* Exercise details
Print exactly, and only, the lines running from the line containing "One point marks each instance of the window shutter." through the end of the records below.

* Data to use

BEGIN

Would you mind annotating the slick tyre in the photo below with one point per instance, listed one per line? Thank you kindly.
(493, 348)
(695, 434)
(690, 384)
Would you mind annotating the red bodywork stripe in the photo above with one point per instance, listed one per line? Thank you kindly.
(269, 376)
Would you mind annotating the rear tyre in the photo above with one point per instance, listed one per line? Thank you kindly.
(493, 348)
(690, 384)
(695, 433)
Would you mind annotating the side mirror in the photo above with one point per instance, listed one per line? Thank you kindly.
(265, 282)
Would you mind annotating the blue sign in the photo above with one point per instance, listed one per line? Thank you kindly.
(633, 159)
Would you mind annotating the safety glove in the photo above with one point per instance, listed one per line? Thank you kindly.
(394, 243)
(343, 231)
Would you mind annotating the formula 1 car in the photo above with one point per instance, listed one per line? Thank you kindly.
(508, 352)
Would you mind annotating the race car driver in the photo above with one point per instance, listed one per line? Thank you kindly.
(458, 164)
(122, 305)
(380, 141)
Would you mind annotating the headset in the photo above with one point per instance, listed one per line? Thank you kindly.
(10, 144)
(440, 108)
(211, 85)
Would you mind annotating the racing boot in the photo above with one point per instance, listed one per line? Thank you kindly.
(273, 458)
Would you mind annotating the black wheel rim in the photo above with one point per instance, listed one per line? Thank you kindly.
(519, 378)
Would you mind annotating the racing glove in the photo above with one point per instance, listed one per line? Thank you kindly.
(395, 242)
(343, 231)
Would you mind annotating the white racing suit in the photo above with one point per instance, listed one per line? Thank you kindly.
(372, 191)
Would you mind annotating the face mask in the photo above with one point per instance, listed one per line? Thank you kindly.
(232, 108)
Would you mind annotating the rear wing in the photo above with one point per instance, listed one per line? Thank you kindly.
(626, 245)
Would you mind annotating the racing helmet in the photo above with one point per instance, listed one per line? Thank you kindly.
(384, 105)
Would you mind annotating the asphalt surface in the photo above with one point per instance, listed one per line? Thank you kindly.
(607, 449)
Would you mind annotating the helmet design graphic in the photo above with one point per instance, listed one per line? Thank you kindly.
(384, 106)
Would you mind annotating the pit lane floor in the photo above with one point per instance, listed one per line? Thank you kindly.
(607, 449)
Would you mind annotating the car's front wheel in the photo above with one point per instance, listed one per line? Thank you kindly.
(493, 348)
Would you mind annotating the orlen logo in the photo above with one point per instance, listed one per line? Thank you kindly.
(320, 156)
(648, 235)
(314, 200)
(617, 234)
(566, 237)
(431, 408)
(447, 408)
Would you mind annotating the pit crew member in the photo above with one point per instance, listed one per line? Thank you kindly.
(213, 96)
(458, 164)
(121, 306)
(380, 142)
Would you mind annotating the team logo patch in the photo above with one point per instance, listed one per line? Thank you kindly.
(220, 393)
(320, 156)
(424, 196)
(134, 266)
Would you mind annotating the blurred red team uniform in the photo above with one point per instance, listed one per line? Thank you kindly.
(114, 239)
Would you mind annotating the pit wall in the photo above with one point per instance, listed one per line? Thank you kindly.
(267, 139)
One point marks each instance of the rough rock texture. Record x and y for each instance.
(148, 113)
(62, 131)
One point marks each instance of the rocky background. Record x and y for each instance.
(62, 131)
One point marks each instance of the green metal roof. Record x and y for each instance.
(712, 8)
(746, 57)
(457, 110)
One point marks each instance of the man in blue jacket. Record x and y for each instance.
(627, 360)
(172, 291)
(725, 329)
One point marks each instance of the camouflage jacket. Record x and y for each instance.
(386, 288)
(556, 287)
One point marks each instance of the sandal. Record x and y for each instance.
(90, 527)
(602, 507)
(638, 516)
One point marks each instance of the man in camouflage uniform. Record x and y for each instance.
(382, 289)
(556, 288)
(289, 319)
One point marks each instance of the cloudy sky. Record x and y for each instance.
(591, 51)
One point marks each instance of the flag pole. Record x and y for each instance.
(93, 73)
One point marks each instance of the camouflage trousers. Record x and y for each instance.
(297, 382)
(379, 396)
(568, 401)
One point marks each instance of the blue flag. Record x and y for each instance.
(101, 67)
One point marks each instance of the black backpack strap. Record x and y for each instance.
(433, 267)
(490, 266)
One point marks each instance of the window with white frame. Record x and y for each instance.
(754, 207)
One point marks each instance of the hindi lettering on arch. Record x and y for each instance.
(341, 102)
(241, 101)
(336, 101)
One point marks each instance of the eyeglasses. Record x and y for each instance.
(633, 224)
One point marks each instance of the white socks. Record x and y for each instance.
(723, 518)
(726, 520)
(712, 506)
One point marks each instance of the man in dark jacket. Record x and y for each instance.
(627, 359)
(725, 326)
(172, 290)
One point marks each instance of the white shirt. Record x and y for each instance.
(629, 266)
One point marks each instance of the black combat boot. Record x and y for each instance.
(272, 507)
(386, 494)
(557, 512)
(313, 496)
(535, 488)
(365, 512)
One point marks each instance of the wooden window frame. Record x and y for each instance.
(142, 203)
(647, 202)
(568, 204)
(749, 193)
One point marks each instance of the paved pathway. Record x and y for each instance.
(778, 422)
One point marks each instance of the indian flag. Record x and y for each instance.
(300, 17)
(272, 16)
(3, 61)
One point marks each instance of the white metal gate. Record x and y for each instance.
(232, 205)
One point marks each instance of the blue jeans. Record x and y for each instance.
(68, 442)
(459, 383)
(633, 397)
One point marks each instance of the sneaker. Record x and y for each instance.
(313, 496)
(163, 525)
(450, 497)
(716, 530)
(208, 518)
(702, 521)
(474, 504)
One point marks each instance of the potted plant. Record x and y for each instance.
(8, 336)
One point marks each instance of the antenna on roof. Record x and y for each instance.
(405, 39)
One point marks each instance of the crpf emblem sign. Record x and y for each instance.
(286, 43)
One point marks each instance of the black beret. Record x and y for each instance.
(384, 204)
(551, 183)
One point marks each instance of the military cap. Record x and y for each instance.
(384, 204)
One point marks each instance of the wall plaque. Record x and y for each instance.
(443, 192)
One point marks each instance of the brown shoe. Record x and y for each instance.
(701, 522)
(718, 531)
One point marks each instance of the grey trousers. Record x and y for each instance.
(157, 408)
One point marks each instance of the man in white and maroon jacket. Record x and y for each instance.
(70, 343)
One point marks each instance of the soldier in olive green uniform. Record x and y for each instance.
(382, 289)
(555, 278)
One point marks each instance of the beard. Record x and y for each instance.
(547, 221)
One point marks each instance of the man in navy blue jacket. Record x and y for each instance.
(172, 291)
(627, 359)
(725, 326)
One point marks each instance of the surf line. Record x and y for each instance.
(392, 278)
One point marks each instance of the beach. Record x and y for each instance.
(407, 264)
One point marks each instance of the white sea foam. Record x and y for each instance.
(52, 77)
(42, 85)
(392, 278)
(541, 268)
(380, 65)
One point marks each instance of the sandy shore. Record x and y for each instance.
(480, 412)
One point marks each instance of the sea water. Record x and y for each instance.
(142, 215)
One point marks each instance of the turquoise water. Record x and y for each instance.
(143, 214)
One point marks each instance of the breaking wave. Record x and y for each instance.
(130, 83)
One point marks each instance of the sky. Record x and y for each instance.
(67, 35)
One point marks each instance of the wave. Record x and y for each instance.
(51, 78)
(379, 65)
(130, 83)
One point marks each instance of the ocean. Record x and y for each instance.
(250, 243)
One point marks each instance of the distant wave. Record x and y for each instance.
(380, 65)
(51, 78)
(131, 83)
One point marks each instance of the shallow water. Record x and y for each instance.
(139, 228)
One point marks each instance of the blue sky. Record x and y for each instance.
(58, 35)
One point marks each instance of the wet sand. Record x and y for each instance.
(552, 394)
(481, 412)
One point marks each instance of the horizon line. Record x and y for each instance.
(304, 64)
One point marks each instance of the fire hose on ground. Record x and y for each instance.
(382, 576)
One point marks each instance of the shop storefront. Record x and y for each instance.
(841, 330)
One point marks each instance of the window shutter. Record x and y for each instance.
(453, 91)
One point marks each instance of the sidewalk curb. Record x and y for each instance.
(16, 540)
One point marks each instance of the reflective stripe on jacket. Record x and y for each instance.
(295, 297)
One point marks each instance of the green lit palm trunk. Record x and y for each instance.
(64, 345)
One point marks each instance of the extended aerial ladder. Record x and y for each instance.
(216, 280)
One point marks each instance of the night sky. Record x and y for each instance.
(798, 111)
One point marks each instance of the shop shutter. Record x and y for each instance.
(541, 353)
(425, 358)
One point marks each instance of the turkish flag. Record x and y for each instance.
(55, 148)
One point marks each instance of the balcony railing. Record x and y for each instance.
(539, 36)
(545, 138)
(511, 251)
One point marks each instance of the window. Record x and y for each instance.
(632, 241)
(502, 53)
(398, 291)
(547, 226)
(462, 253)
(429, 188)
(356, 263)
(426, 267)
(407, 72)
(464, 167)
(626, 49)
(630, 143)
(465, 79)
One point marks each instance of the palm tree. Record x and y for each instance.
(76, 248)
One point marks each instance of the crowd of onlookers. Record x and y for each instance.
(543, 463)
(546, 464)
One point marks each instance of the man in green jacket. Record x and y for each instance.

END

* Answer for the task
One point marks each instance of the window shutter. Record x and y for each instance.
(453, 91)
One point marks each instance of the sidewalk curb. Record x and y for each instance.
(16, 540)
One point marks each instance of the reflective stripe on jacket. Record x and y for each instance.
(295, 297)
One point marks each instance of the green lit palm trunk. Record x and y for each instance.
(64, 345)
One point marks each instance of the extended aerial ladder. Record x and y for each instance.
(216, 280)
One point marks each instance of the night sky. Record x and y for each instance.
(798, 111)
One point marks each instance of the shop shutter. Record x and y for each instance.
(541, 353)
(425, 358)
One point marks each instance of the turkish flag. Record x and y for each instance.
(55, 148)
One point marks each instance of the balcony railing. Record x and y for each instance.
(539, 36)
(545, 138)
(511, 251)
One point marks each instance of the window. Record x and y for each instance.
(632, 241)
(502, 53)
(398, 291)
(547, 226)
(462, 253)
(429, 188)
(356, 263)
(426, 267)
(407, 72)
(464, 167)
(626, 49)
(630, 143)
(465, 79)
One point marks each instance of the palm tree. Record x and y for each instance.
(76, 248)
One point marks each instance of the crowd of onlookers. Record x and y for each instance.
(543, 463)
(546, 464)
One point marks each instance of the man in green jacket. Record x and y for each instance.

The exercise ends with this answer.